■ **Selected text**:
####################

Now that Wonder Woman has put DC back in the good graces of fans and critics alike, we can turn our attention to the rest of the DC movie universe while we await Justice League. (Please be good. Please be good.) This list contains the 28 DC Animated Original movies released so far, ranked from worst to best on the quality of their story, characters, and adaptation of the source material.
[Note: This list is specifically the 28 feature-length films (We counted The Dark Knight Returns as one entry) in the DC Animated Original Movies initiative, which began in 2007, prior to Batman & Harley Quinn, which was not yet released at time of writing. So, the DC Showcase films, Mask of the Phantasm, and any other movies related to Bruce Timm’s DC Animated Universe, are not here.]
How could this one go anywhere else but the bottom? This film took one of the most beloved Batman stories of all time (a harrowing tale of Barbara Gordon’s crippling by the Joker as well as a look at the latter’s possible origins, penned by comics veteran and pagan wizard Alan Moore) and tacked on a nearly thirty minute prologue full of offensive gay stereotypes and uncomfortable Batman-Batgirl sex. While the latter two thirds of the film do eventually get to the familiar story, the unforgivable beginning and some dodgy animation make this the worst DC Original.

####################

■ **Excerpted records**:

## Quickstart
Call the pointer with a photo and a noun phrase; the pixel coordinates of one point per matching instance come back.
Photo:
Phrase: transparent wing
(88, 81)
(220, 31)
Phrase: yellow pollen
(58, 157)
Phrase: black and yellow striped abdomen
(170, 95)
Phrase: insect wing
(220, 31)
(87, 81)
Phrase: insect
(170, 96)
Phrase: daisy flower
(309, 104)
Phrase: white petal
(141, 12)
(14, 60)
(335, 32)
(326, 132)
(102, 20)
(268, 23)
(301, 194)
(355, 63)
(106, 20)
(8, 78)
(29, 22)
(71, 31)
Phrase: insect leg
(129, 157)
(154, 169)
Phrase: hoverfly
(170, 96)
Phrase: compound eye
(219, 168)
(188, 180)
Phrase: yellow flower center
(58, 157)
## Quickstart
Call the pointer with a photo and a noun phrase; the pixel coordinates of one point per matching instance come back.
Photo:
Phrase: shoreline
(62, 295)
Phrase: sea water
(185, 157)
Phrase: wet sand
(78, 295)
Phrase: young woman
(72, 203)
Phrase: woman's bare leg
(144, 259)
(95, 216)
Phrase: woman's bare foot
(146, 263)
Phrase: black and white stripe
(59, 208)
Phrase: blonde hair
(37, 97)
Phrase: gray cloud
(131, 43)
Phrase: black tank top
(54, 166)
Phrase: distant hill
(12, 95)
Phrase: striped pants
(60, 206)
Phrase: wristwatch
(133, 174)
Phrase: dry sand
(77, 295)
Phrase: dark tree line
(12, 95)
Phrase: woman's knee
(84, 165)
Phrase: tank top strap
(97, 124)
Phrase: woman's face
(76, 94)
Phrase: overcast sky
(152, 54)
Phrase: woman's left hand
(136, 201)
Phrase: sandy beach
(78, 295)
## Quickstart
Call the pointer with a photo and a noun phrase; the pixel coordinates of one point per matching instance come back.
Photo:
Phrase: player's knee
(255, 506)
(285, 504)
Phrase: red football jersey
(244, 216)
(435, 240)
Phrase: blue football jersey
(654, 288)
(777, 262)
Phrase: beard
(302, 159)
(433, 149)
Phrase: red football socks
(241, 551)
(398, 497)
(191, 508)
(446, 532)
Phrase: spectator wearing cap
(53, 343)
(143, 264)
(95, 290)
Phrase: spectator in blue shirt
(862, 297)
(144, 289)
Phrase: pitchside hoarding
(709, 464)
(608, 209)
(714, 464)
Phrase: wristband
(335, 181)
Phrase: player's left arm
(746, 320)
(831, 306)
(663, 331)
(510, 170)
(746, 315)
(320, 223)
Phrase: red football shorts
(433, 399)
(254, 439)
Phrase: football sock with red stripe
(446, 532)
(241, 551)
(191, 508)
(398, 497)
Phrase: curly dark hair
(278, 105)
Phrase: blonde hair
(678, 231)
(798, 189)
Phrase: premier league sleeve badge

####################

■ **What to do**:
• 1. Quote the DC animated movies ranking from "Now that Wonder" up to and including "the source material.".
• 2. Print the lines of the listing from the line with "Phrase: red football shorts" up to and including the final line of the listing.

■ **Outputs by task**:
• 1.
Now that Wonder Woman has put DC back in the good graces of fans and critics alike, we can turn our attention to the rest of the DC movie universe while we await Justice League. (Please be good. Please be good.) This list contains the 28 DC Animated Original movies released so far, ranked from worst to best on the quality of their story, characters, and adaptation of the source material.

• 2.
Phrase: red football shorts
(433, 399)
(254, 439)
Phrase: football sock with red stripe
(446, 532)
(241, 551)
(191, 508)
(398, 497)
Phrase: curly dark hair
(278, 105)
Phrase: blonde hair
(678, 231)
(798, 189)
Phrase: premier league sleeve badge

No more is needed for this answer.